§ Your goal
Leave every image out, and return the rest of the data word for word.

━━━━━ Records provided

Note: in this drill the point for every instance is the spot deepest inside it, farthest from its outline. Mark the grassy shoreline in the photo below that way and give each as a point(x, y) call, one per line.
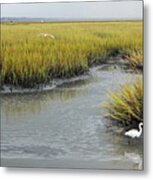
point(28, 59)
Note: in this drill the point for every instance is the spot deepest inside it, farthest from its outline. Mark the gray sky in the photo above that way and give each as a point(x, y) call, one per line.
point(102, 10)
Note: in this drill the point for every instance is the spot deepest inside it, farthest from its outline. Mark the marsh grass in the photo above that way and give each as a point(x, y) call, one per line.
point(28, 59)
point(126, 105)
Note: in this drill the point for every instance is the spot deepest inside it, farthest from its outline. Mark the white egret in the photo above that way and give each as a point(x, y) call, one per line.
point(134, 133)
point(47, 35)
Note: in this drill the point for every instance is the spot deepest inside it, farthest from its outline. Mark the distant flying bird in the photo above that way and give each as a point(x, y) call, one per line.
point(134, 133)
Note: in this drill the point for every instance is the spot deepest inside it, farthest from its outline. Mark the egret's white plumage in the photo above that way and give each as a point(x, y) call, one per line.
point(134, 133)
point(47, 35)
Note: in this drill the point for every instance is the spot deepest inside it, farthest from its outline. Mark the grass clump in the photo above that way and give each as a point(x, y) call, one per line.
point(126, 106)
point(28, 59)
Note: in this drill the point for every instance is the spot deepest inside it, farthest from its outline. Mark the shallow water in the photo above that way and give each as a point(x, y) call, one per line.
point(65, 127)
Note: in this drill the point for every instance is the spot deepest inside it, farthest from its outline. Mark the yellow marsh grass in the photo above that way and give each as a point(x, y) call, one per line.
point(126, 105)
point(28, 59)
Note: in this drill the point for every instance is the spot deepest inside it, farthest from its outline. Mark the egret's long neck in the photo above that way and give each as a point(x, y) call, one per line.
point(140, 130)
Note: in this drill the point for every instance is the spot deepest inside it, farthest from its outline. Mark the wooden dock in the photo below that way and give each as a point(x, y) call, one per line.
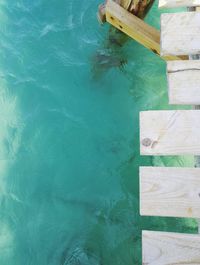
point(164, 191)
point(169, 191)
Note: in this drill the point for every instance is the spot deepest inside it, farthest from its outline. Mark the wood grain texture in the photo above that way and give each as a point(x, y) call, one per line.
point(180, 33)
point(170, 132)
point(170, 191)
point(135, 28)
point(162, 248)
point(184, 82)
point(178, 3)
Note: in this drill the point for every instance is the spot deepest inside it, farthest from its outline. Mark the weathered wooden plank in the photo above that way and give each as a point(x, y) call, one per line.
point(162, 248)
point(184, 82)
point(180, 33)
point(135, 28)
point(170, 132)
point(170, 191)
point(178, 3)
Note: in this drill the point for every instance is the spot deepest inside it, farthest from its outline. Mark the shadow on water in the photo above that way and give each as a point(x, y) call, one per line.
point(70, 189)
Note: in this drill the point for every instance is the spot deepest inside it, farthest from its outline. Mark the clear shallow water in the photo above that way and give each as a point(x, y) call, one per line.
point(69, 149)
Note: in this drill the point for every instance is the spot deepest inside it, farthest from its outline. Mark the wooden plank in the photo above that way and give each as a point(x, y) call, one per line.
point(180, 33)
point(178, 3)
point(162, 248)
point(135, 28)
point(170, 132)
point(184, 82)
point(170, 191)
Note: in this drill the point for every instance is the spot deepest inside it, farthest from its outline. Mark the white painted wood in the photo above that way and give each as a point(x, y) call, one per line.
point(178, 3)
point(180, 33)
point(170, 132)
point(184, 82)
point(162, 248)
point(170, 191)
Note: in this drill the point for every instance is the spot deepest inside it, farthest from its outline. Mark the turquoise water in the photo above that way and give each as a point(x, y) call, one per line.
point(69, 145)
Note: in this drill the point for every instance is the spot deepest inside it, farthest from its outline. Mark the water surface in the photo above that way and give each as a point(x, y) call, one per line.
point(69, 136)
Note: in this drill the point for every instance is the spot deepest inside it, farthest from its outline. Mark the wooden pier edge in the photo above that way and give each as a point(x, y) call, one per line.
point(136, 28)
point(163, 248)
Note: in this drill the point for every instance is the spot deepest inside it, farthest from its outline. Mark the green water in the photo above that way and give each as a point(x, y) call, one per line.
point(69, 145)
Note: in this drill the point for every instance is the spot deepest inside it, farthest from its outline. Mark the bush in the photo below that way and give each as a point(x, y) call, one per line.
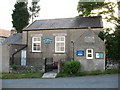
point(72, 67)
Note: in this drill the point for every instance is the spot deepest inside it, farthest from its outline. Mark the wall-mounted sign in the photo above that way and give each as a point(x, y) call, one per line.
point(47, 41)
point(99, 55)
point(80, 53)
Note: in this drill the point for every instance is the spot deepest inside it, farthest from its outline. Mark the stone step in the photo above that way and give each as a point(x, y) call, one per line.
point(49, 75)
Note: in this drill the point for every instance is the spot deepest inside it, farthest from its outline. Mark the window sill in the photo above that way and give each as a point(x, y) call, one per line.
point(59, 53)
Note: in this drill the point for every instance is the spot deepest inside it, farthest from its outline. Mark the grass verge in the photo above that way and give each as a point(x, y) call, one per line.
point(113, 71)
point(21, 75)
point(38, 75)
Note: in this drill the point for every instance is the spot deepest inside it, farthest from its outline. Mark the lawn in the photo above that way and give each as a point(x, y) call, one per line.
point(113, 71)
point(39, 75)
point(21, 75)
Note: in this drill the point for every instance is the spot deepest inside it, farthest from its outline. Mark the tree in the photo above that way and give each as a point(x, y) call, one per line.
point(102, 8)
point(34, 9)
point(20, 16)
point(112, 41)
point(85, 8)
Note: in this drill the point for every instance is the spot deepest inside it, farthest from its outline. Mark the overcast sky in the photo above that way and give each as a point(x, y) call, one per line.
point(50, 9)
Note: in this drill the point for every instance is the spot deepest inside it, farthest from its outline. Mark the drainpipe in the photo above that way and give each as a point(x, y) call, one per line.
point(17, 52)
point(73, 49)
point(20, 49)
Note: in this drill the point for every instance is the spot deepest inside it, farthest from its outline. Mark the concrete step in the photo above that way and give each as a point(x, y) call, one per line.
point(49, 75)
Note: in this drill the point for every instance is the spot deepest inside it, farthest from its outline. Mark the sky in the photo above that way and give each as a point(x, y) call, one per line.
point(50, 9)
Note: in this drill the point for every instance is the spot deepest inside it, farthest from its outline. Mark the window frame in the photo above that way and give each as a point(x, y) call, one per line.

━━━━━━━━━━

§ Solution to this exercise
Note: in this drill the point for every instance is the spot deepest inside it, farthest from its outline. Mark the grassy shoreline in the photo below that way and give each as a point(x, y) call, one per line.
point(28, 59)
Note: in this drill the point for every instance is the spot deepest inside it, farthest from its outline. Mark the gray sky in the photo above that way and give each as a point(x, y) call, one per line.
point(102, 10)
Note: in this drill the point for every instance is the spot deepest inside it, farthest from its outline. Mark the marsh grass in the photo above that way and give each as a point(x, y) call, one per line.
point(28, 59)
point(126, 105)
Note: in this drill the point for every instance is the spot deepest inside it, farthest from its outline. Mark the white egret in the photo above that way and give each as a point(x, y) call, one per line.
point(134, 133)
point(47, 35)
Note: in this drill the point for every instance is the spot deepest inside it, farthest from its outline. Mark the distant flying bird in the photo above that way and give each as a point(x, y) call, one per line.
point(134, 133)
Note: in this drill the point for every instance is the spot deepest inside it, farthest from its outline. Mark the egret's white plumage in the photo above that way and give each as a point(x, y) call, one per line.
point(134, 133)
point(47, 35)
Note: in this drill the point for every instance is the spot deepest inside it, farthest from its outline. Mark the grass clump in the photo above that way and give each as a point(x, y) call, one per line.
point(126, 106)
point(28, 59)
Note: in this drill the point for every instance is the spot deepest inside it, farthest from its outline. Mark the shallow water in the photo above that way and give each as a point(x, y) call, one per line.
point(65, 127)
Note: in this drill the point for every instance is the spot deepest inside it, farthest from its outline. Mark the yellow marsh grass in the photo above that way and give each as a point(x, y) call, one per line.
point(126, 105)
point(28, 59)
Note: in this drill the point for every instance is the spot deepest inside it, farthest from its outline. Mark the egret's long neck in the photo above that way and give each as a point(x, y) call, one per line.
point(140, 130)
Note: in this drill the point for every instance is the spot deepest inside it, farthest from its outline. Mark the wooden dock in the photo below that way and give each as a point(x, y) call, one per line.
point(164, 191)
point(169, 191)
Note: in this drill the point for every instance is the spot deepest inside it, farthest from its outline. Mark the wood grain texture in the photo above that way and give each as a point(x, y) call, one per line.
point(180, 33)
point(170, 132)
point(170, 191)
point(135, 28)
point(162, 248)
point(184, 82)
point(178, 3)
Note: in this drill the point for every instance is the spot deepest inside it, farthest from its outline. Mark the weathered wooden plank in the photo above that way and give each as a point(x, y) call, one per line.
point(162, 248)
point(184, 82)
point(180, 33)
point(135, 28)
point(170, 132)
point(170, 191)
point(178, 3)
Note: in this drill the point for every instance is the spot deepest inside it, farthest from its outline. Mark the shadow on water in the photo above that way and give each as a point(x, y) call, one per line.
point(70, 189)
Note: in this drill the point for every instance is the spot deepest inside it, farthest from its outline. Mark the clear shallow water in the photo above that way and give each as a point(x, y) call, one per line.
point(69, 149)
Note: in this drill the point for every instance is the spot deepest inside it, farthest from its outline. Mark the wooden plank in the photo above that way and give each as a point(x, y) call, one per line.
point(180, 33)
point(178, 3)
point(162, 248)
point(135, 28)
point(170, 132)
point(184, 82)
point(170, 191)
Note: in this drill the point for every instance is the spot deepest inside it, farthest from its outline. Mark the white painted wood in the photo above that way and give each as a point(x, y) call, one per line.
point(178, 3)
point(180, 33)
point(170, 132)
point(184, 82)
point(162, 248)
point(170, 191)
Note: in this drill the point for every instance is the spot deepest inside it, farthest from its outline. Mark the turquoise water in the photo above that way and give each as a point(x, y) call, one per line.
point(69, 145)
Note: in this drill the point for every instance is the spot deepest inside it, farthest from its outline. Mark the water surface in the photo above that way and give each as a point(x, y) call, one per line.
point(69, 136)
Note: in this drill the point for every instance is the spot deepest inside it, farthest from its outline. Mark the wooden pier edge in the photo above that way and give each as a point(x, y) call, one per line.
point(136, 28)
point(163, 248)
Note: in this drill the point for every instance is the spot deepest inside it, farthest from its outline. Mark the green water in the photo above that way and give each as a point(x, y) call, one per line.
point(69, 145)
Note: in this drill the point for every instance is the spot deepest inside it, farthest from its outline. Mark the bush in the photo below that way and give each as a point(x, y) call, one per line.
point(72, 67)
Note: in this drill the point for every instance is the spot deepest inside it, farthest from its outline. Mark the wall-mounted sign in the photo above that way and give each as a point(x, y) call, one per line.
point(47, 41)
point(99, 55)
point(80, 53)
Note: in this drill the point for every instance is the spot deepest inside it, farthest from its outline. Mark the stone step in the photo above that way and give each as a point(x, y) call, one per line.
point(49, 75)
Note: in this drill the point for every instance is the spot deepest inside it, farthest from its outline. Mark the window sill in the photo above that way and give each as a point(x, y) call, one per line.
point(59, 53)
Note: in this drill the point for every instance is the spot deepest inside it, farthest from its outline. Mark the grass verge in the photo above that way and give each as a point(x, y) call, one per line.
point(113, 71)
point(21, 75)
point(38, 75)
Note: in this drill the point for every instance is the spot deepest inside it, farthest from its outline. Mark the lawn in the photo above that way and give each as a point(x, y) call, one per line.
point(113, 71)
point(39, 75)
point(21, 75)
Note: in this drill the point for every instance is the spot deepest inside it, farthest from its outline. Mark the tree in the photo above that way and give each as a point(x, y) call, one per line.
point(102, 8)
point(34, 9)
point(20, 16)
point(112, 41)
point(85, 8)
Note: in this drill the point for every instance is the spot deepest inside it, farthest from its outline. Mark the overcast sky in the photo above that way and give each as a point(x, y) call, one per line.
point(50, 9)
Note: in this drill the point for every instance is the spot deepest inside it, farthest from its outline. Mark the drainpipe in the photo above that way and give each as a point(x, y) call, one per line.
point(17, 52)
point(73, 49)
point(20, 49)
Note: in this drill the point for every instance is the spot deepest inside it, farthest from its outline. Mark the concrete step in the photo above that way and give each as a point(x, y) call, one per line.
point(49, 75)
Note: in this drill the point for every instance is the spot deepest inside it, farthest from its outline. Mark the sky in the photo above that way and give each as a point(x, y) call, one per line.
point(50, 9)
Note: in this drill the point for every instance is the spot deepest inside it, farthest from its outline. Mark the window frame in the photo above that way and give each as a point(x, y) call, one per line.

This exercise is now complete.